- Task brief -
Count the lines in the records below that contain the string "clicks" and reply with only that number.

- Material for this task -
● ● ● ● ●

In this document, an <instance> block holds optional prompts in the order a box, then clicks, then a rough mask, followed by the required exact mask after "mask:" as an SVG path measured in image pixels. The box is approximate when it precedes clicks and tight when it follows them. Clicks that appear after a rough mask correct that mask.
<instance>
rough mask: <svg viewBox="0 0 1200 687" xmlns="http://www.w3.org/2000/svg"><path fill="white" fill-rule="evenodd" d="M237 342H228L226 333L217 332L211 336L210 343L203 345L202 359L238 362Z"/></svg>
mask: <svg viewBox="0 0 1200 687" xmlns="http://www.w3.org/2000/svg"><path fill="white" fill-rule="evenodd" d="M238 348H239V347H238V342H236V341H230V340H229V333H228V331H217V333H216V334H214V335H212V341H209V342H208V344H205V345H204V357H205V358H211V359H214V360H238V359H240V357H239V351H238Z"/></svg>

● ● ● ● ●

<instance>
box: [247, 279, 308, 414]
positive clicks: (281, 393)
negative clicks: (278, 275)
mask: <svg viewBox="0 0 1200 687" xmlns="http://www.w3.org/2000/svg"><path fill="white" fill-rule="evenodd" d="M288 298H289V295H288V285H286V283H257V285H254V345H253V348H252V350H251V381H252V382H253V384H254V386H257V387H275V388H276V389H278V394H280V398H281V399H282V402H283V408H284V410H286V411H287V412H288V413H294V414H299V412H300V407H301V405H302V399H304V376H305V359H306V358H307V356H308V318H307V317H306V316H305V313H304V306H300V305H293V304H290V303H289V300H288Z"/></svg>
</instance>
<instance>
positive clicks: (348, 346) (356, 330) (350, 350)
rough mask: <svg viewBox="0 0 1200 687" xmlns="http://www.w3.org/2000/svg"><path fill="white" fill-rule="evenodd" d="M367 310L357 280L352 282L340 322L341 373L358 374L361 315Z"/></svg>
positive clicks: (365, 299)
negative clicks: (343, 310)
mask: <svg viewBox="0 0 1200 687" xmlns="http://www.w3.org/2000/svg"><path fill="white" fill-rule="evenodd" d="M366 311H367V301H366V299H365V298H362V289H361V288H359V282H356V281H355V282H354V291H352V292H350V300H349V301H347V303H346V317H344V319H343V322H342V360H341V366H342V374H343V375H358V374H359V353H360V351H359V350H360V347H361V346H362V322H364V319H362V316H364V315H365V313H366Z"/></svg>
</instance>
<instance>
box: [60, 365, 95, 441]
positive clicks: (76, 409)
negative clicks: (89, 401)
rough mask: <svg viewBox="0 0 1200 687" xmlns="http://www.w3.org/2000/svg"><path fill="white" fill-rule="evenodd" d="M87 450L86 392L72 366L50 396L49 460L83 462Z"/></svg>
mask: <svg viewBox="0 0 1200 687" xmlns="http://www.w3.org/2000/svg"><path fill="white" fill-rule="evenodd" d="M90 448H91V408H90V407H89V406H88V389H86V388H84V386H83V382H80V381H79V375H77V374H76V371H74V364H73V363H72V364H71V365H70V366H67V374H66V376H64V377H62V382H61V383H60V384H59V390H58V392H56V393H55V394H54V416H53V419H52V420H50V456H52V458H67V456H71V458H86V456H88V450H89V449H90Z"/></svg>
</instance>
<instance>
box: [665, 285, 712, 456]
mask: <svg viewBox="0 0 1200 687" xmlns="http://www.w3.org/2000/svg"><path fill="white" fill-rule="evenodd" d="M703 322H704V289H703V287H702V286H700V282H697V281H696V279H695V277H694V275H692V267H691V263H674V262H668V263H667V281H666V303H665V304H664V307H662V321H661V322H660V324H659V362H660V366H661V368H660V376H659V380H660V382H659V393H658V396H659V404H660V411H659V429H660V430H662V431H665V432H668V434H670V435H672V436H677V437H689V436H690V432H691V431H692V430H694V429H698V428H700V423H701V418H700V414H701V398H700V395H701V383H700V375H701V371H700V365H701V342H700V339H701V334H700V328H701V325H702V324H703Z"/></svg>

● ● ● ● ●

- Answer space -
8